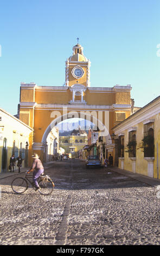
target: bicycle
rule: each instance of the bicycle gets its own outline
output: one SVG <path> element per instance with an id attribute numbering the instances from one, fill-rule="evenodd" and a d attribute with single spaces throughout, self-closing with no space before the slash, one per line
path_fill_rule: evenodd
<path id="1" fill-rule="evenodd" d="M 34 184 L 28 179 L 33 178 L 33 175 L 25 174 L 24 178 L 18 177 L 14 179 L 11 184 L 13 191 L 16 194 L 24 193 L 28 188 L 28 182 L 34 187 Z M 40 189 L 38 191 L 43 196 L 47 196 L 52 193 L 54 188 L 54 184 L 52 179 L 48 175 L 42 173 L 39 178 L 38 184 Z"/>

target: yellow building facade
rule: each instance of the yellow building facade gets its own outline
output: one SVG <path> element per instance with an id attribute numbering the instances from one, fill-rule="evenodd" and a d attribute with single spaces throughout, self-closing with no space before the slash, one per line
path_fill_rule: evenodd
<path id="1" fill-rule="evenodd" d="M 37 153 L 42 161 L 49 133 L 63 120 L 81 118 L 93 121 L 107 141 L 113 126 L 130 115 L 131 86 L 92 87 L 90 66 L 78 44 L 66 62 L 65 86 L 21 83 L 20 119 L 34 129 L 29 150 Z"/>
<path id="2" fill-rule="evenodd" d="M 119 167 L 160 178 L 160 96 L 116 126 Z"/>
<path id="3" fill-rule="evenodd" d="M 10 158 L 13 154 L 21 155 L 22 167 L 29 164 L 29 145 L 33 130 L 25 123 L 0 108 L 0 173 L 9 171 Z M 16 162 L 15 170 L 17 169 Z"/>

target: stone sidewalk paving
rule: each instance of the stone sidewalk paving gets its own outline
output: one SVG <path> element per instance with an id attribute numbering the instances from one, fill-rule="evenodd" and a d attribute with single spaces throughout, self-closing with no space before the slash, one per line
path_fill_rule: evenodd
<path id="1" fill-rule="evenodd" d="M 58 163 L 61 163 L 61 161 L 56 161 L 56 164 Z M 49 162 L 44 164 L 44 169 L 48 169 L 50 168 L 52 164 L 54 164 L 55 162 Z M 21 174 L 22 173 L 25 172 L 27 170 L 29 169 L 29 167 L 28 168 L 22 168 L 21 170 L 21 173 L 18 173 L 18 170 L 15 170 L 13 173 L 7 172 L 5 173 L 0 173 L 0 180 L 2 179 L 4 179 L 7 177 L 9 177 L 10 176 L 12 176 L 14 175 L 17 175 L 18 174 Z M 132 179 L 135 179 L 139 181 L 141 181 L 143 183 L 145 183 L 150 186 L 153 187 L 156 187 L 158 185 L 160 185 L 160 179 L 153 179 L 147 176 L 143 175 L 138 173 L 133 173 L 131 172 L 129 172 L 126 170 L 123 170 L 116 167 L 112 167 L 112 166 L 108 166 L 107 168 L 107 170 L 109 172 L 110 170 L 112 170 L 116 173 L 119 173 L 119 174 L 122 174 L 125 176 L 127 176 L 129 177 L 132 178 Z"/>

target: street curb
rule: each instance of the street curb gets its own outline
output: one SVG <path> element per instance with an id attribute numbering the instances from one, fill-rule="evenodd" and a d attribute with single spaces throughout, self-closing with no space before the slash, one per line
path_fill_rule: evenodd
<path id="1" fill-rule="evenodd" d="M 128 176 L 132 179 L 135 179 L 135 180 L 138 180 L 139 181 L 143 183 L 145 183 L 146 184 L 148 184 L 152 187 L 156 187 L 157 186 L 160 185 L 160 180 L 148 177 L 146 176 L 143 175 L 142 174 L 133 173 L 131 172 L 129 172 L 129 170 L 122 170 L 121 169 L 114 167 L 111 168 L 108 167 L 107 169 L 111 171 L 112 170 L 113 172 L 119 173 L 119 174 Z"/>
<path id="2" fill-rule="evenodd" d="M 49 168 L 50 168 L 53 163 L 54 163 L 54 162 L 49 162 L 48 164 L 46 164 L 46 166 L 45 166 L 44 164 L 44 170 L 45 169 L 47 169 Z M 27 170 L 29 169 L 29 167 L 27 167 L 25 168 L 22 168 L 20 173 L 17 172 L 18 172 L 18 170 L 15 170 L 14 173 L 12 172 L 11 173 L 10 172 L 7 172 L 6 173 L 0 173 L 0 180 L 2 180 L 3 179 L 5 179 L 6 178 L 11 177 L 15 175 L 19 175 L 22 173 L 25 173 Z"/>

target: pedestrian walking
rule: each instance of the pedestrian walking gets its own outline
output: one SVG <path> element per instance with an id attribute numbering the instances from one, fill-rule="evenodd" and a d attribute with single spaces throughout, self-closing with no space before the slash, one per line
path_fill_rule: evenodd
<path id="1" fill-rule="evenodd" d="M 39 159 L 39 157 L 37 154 L 34 153 L 31 156 L 34 159 L 34 161 L 31 167 L 27 173 L 30 173 L 30 172 L 33 172 L 33 185 L 35 187 L 35 190 L 40 188 L 38 184 L 37 180 L 39 176 L 44 172 L 44 167 L 42 163 Z"/>
<path id="2" fill-rule="evenodd" d="M 111 154 L 110 154 L 110 156 L 108 157 L 110 166 L 113 166 L 113 156 Z"/>
<path id="3" fill-rule="evenodd" d="M 22 167 L 22 163 L 23 159 L 22 159 L 21 156 L 20 155 L 16 159 L 16 160 L 18 161 L 17 166 L 18 167 L 18 173 L 20 173 L 21 167 Z"/>
<path id="4" fill-rule="evenodd" d="M 15 155 L 13 154 L 9 160 L 9 168 L 10 170 L 10 172 L 11 172 L 12 169 L 13 172 L 14 172 L 14 168 L 15 166 L 16 161 L 16 159 L 15 158 Z"/>

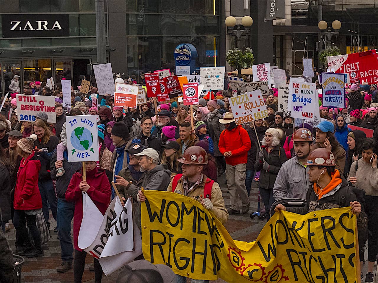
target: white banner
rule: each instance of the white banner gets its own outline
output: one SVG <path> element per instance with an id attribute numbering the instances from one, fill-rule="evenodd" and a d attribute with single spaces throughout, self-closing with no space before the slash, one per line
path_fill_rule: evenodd
<path id="1" fill-rule="evenodd" d="M 140 231 L 133 223 L 130 199 L 122 207 L 115 198 L 103 216 L 83 193 L 83 212 L 77 245 L 98 259 L 105 275 L 141 254 Z"/>
<path id="2" fill-rule="evenodd" d="M 113 95 L 115 86 L 112 64 L 100 64 L 93 65 L 93 67 L 98 94 L 100 95 L 106 94 Z"/>
<path id="3" fill-rule="evenodd" d="M 71 80 L 62 80 L 62 92 L 63 93 L 63 107 L 70 108 Z"/>
<path id="4" fill-rule="evenodd" d="M 66 127 L 68 161 L 98 161 L 97 115 L 67 116 Z"/>
<path id="5" fill-rule="evenodd" d="M 200 83 L 204 86 L 204 90 L 223 90 L 225 70 L 225 67 L 205 67 L 200 68 Z M 188 79 L 189 80 L 189 78 Z"/>
<path id="6" fill-rule="evenodd" d="M 230 82 L 230 86 L 232 89 L 235 90 L 240 90 L 245 92 L 247 91 L 245 88 L 245 84 L 243 78 L 238 78 L 237 77 L 229 77 L 228 79 Z"/>
<path id="7" fill-rule="evenodd" d="M 252 66 L 253 81 L 268 81 L 270 87 L 272 85 L 270 77 L 270 63 L 264 63 Z"/>
<path id="8" fill-rule="evenodd" d="M 17 114 L 19 121 L 34 122 L 37 113 L 44 112 L 47 114 L 47 122 L 56 123 L 55 98 L 53 96 L 17 94 Z"/>

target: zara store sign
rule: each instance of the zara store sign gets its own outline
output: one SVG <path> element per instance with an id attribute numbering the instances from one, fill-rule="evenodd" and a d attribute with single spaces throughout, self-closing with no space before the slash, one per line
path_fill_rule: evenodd
<path id="1" fill-rule="evenodd" d="M 68 14 L 3 14 L 3 37 L 68 37 Z"/>

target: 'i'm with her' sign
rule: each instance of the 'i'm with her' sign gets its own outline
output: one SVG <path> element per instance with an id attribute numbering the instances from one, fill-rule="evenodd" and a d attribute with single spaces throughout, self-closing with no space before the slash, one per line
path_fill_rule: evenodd
<path id="1" fill-rule="evenodd" d="M 98 161 L 98 135 L 96 115 L 67 116 L 68 161 Z"/>

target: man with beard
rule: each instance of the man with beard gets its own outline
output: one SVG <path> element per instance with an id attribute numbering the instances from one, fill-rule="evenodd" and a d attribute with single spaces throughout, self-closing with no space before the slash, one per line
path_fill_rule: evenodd
<path id="1" fill-rule="evenodd" d="M 375 107 L 370 107 L 367 109 L 367 112 L 369 114 L 369 116 L 361 123 L 361 126 L 363 128 L 374 130 L 378 126 L 377 109 Z"/>
<path id="2" fill-rule="evenodd" d="M 276 200 L 282 198 L 306 199 L 310 183 L 306 163 L 313 142 L 311 132 L 299 128 L 293 137 L 296 156 L 282 164 L 273 188 L 273 196 Z"/>
<path id="3" fill-rule="evenodd" d="M 153 135 L 160 137 L 161 134 L 161 129 L 165 126 L 174 126 L 176 127 L 175 138 L 177 139 L 180 137 L 178 123 L 175 120 L 171 118 L 170 112 L 163 109 L 160 112 L 158 112 L 156 115 L 158 119 L 156 121 L 156 126 L 155 127 L 153 127 L 152 130 Z"/>

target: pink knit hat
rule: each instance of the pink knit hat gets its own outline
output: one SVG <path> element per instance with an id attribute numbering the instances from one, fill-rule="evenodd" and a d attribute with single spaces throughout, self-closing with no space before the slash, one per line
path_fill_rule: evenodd
<path id="1" fill-rule="evenodd" d="M 215 108 L 217 107 L 217 100 L 209 100 L 209 102 L 208 102 L 207 105 L 208 106 L 212 106 L 214 108 Z"/>
<path id="2" fill-rule="evenodd" d="M 166 126 L 161 129 L 163 134 L 168 138 L 168 140 L 176 140 L 175 135 L 176 134 L 176 126 Z"/>
<path id="3" fill-rule="evenodd" d="M 11 100 L 11 103 L 13 104 L 14 105 L 17 105 L 17 99 L 15 98 L 14 98 Z"/>
<path id="4" fill-rule="evenodd" d="M 165 109 L 169 112 L 169 105 L 168 104 L 160 104 L 160 111 L 161 111 L 163 109 Z"/>
<path id="5" fill-rule="evenodd" d="M 358 85 L 356 83 L 352 83 L 350 86 L 350 89 L 352 91 L 356 91 L 358 89 Z"/>

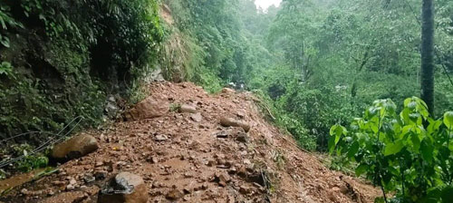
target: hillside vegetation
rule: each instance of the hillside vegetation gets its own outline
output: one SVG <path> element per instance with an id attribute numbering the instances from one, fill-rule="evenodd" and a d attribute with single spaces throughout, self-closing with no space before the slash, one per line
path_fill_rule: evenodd
<path id="1" fill-rule="evenodd" d="M 122 121 L 165 79 L 253 92 L 299 147 L 371 180 L 377 201 L 448 202 L 453 2 L 435 1 L 431 22 L 432 2 L 2 1 L 1 163 L 26 159 L 0 177 L 47 165 L 49 133 Z"/>

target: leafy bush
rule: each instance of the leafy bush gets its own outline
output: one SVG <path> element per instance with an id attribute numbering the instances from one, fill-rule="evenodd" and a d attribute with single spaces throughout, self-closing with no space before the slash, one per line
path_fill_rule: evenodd
<path id="1" fill-rule="evenodd" d="M 406 99 L 400 113 L 391 100 L 379 100 L 348 129 L 331 128 L 329 150 L 357 161 L 384 194 L 396 202 L 450 202 L 453 198 L 453 111 L 442 120 L 429 116 L 417 97 Z"/>

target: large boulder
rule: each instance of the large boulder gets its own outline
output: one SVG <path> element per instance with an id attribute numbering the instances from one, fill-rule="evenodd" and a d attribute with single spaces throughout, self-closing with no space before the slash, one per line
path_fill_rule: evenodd
<path id="1" fill-rule="evenodd" d="M 128 121 L 152 119 L 163 116 L 169 111 L 169 104 L 167 101 L 148 97 L 137 103 L 134 108 L 126 111 L 125 118 Z"/>
<path id="2" fill-rule="evenodd" d="M 146 203 L 148 198 L 143 179 L 130 172 L 121 172 L 102 187 L 98 203 Z"/>
<path id="3" fill-rule="evenodd" d="M 247 122 L 226 116 L 220 118 L 220 125 L 225 127 L 241 127 L 246 132 L 250 130 L 250 125 Z"/>
<path id="4" fill-rule="evenodd" d="M 55 160 L 72 160 L 93 152 L 98 148 L 98 141 L 95 138 L 86 133 L 81 133 L 53 146 L 51 156 Z"/>

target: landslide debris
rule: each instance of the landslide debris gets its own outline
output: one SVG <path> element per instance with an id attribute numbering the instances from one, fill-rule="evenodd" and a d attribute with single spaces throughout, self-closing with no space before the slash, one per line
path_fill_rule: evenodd
<path id="1" fill-rule="evenodd" d="M 249 92 L 208 95 L 193 83 L 167 82 L 149 90 L 127 121 L 86 132 L 97 150 L 0 201 L 106 202 L 117 190 L 148 202 L 373 202 L 380 196 L 298 149 L 263 119 Z"/>

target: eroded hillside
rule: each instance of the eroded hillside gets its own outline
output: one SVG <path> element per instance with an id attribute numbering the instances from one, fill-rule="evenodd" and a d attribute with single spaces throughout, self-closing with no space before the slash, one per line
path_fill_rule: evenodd
<path id="1" fill-rule="evenodd" d="M 193 83 L 167 82 L 149 89 L 147 100 L 160 110 L 151 119 L 137 117 L 143 113 L 137 107 L 128 118 L 138 121 L 86 132 L 97 150 L 1 200 L 97 202 L 108 179 L 125 171 L 144 179 L 148 202 L 373 202 L 380 194 L 299 150 L 263 119 L 249 92 L 208 95 Z M 224 127 L 222 118 L 250 130 Z"/>

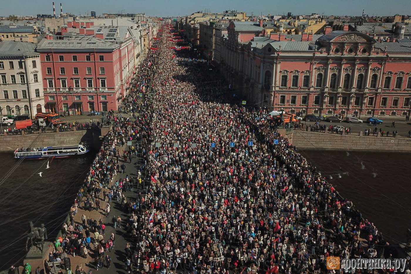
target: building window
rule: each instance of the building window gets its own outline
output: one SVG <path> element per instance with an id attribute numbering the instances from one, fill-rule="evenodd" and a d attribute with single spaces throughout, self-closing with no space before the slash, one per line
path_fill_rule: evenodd
<path id="1" fill-rule="evenodd" d="M 363 88 L 363 81 L 364 79 L 364 74 L 360 73 L 357 77 L 357 85 L 356 86 L 357 88 L 361 89 Z"/>
<path id="2" fill-rule="evenodd" d="M 395 97 L 393 98 L 393 104 L 391 105 L 391 107 L 398 107 L 398 101 L 399 99 L 398 97 Z"/>
<path id="3" fill-rule="evenodd" d="M 66 88 L 67 87 L 67 81 L 65 79 L 62 79 L 60 80 L 61 83 L 61 87 Z"/>
<path id="4" fill-rule="evenodd" d="M 298 86 L 298 75 L 293 75 L 293 78 L 291 79 L 291 86 L 294 87 Z"/>
<path id="5" fill-rule="evenodd" d="M 321 88 L 323 86 L 323 74 L 319 73 L 317 74 L 317 79 L 315 82 L 315 86 L 317 88 Z"/>
<path id="6" fill-rule="evenodd" d="M 391 76 L 386 76 L 384 79 L 384 88 L 389 88 L 391 85 Z"/>
<path id="7" fill-rule="evenodd" d="M 104 102 L 102 103 L 102 111 L 106 112 L 109 111 L 109 108 L 107 107 L 106 102 Z"/>
<path id="8" fill-rule="evenodd" d="M 320 96 L 319 95 L 316 95 L 314 96 L 314 105 L 316 106 L 320 105 Z"/>
<path id="9" fill-rule="evenodd" d="M 282 75 L 281 76 L 281 85 L 280 86 L 286 87 L 287 86 L 287 81 L 288 80 L 288 77 L 287 75 Z"/>
<path id="10" fill-rule="evenodd" d="M 285 104 L 285 95 L 280 95 L 280 104 Z"/>
<path id="11" fill-rule="evenodd" d="M 308 96 L 303 95 L 301 96 L 301 104 L 307 104 L 308 103 Z"/>
<path id="12" fill-rule="evenodd" d="M 302 86 L 305 88 L 309 86 L 309 75 L 304 75 L 302 77 Z"/>
<path id="13" fill-rule="evenodd" d="M 381 106 L 386 107 L 388 102 L 388 97 L 383 97 L 381 98 Z"/>
<path id="14" fill-rule="evenodd" d="M 291 95 L 291 100 L 290 101 L 290 104 L 297 104 L 297 96 L 295 95 Z"/>
<path id="15" fill-rule="evenodd" d="M 367 105 L 369 107 L 374 107 L 374 98 L 368 97 L 368 102 L 367 102 Z"/>
<path id="16" fill-rule="evenodd" d="M 404 99 L 404 107 L 410 106 L 410 98 L 407 98 Z"/>
<path id="17" fill-rule="evenodd" d="M 401 77 L 397 77 L 395 79 L 395 88 L 402 89 L 402 80 L 404 78 Z"/>
<path id="18" fill-rule="evenodd" d="M 330 78 L 330 87 L 335 88 L 337 87 L 337 74 L 333 73 Z"/>
<path id="19" fill-rule="evenodd" d="M 334 105 L 334 96 L 328 96 L 328 104 Z"/>

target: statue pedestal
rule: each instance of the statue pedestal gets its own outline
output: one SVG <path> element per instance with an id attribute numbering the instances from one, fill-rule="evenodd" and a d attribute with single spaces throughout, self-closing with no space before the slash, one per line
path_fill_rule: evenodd
<path id="1" fill-rule="evenodd" d="M 39 244 L 37 244 L 37 246 L 39 245 Z M 44 260 L 45 257 L 46 257 L 46 258 L 48 259 L 48 253 L 50 251 L 53 249 L 54 247 L 53 245 L 53 243 L 51 241 L 44 241 L 44 250 L 43 252 L 42 252 L 37 246 L 32 246 L 27 253 L 25 261 L 37 259 L 42 259 Z"/>

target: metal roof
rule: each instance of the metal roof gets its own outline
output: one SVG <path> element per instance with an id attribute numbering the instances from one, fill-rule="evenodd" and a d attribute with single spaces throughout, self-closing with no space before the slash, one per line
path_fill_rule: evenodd
<path id="1" fill-rule="evenodd" d="M 0 33 L 33 33 L 33 27 L 30 26 L 0 26 Z"/>
<path id="2" fill-rule="evenodd" d="M 0 41 L 0 56 L 39 55 L 36 45 L 29 42 Z"/>

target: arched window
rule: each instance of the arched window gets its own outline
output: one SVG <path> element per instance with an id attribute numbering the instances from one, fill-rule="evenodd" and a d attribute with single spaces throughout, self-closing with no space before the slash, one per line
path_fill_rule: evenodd
<path id="1" fill-rule="evenodd" d="M 357 77 L 357 85 L 356 86 L 357 88 L 363 88 L 363 80 L 364 80 L 364 74 L 360 73 Z"/>
<path id="2" fill-rule="evenodd" d="M 346 73 L 344 75 L 344 81 L 342 83 L 342 87 L 344 88 L 350 88 L 350 77 L 351 76 L 349 73 Z"/>
<path id="3" fill-rule="evenodd" d="M 37 105 L 36 107 L 36 111 L 37 113 L 40 113 L 43 112 L 43 110 L 42 109 L 42 105 L 39 104 Z"/>
<path id="4" fill-rule="evenodd" d="M 319 73 L 317 74 L 317 79 L 315 81 L 315 86 L 317 88 L 321 88 L 323 86 L 323 74 Z"/>
<path id="5" fill-rule="evenodd" d="M 371 82 L 369 84 L 369 87 L 371 88 L 376 88 L 377 80 L 378 80 L 378 75 L 375 73 L 371 76 Z"/>
<path id="6" fill-rule="evenodd" d="M 264 88 L 268 90 L 271 85 L 271 72 L 269 70 L 267 70 L 264 75 Z"/>
<path id="7" fill-rule="evenodd" d="M 330 87 L 335 88 L 337 86 L 337 74 L 333 73 L 330 78 Z"/>

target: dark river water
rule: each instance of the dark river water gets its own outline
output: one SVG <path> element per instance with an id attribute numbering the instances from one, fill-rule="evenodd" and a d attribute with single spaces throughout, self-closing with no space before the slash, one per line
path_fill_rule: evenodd
<path id="1" fill-rule="evenodd" d="M 45 224 L 48 239 L 55 238 L 94 158 L 26 160 L 16 167 L 12 153 L 0 153 L 0 270 L 26 254 L 28 222 Z M 42 172 L 41 177 L 38 173 Z"/>
<path id="2" fill-rule="evenodd" d="M 392 244 L 411 228 L 411 153 L 300 151 Z M 341 178 L 338 178 L 339 176 Z"/>

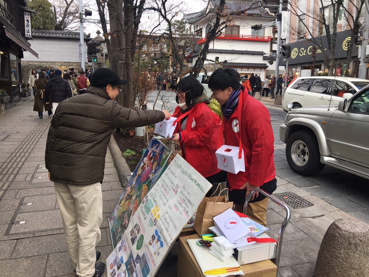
++++
* To do: List every line of the items above that contains the word "paving", copying each one in full.

* Result of this exercise:
target: stone sidewalk paving
rule: each instance of the stone sidewalk paving gets its own outline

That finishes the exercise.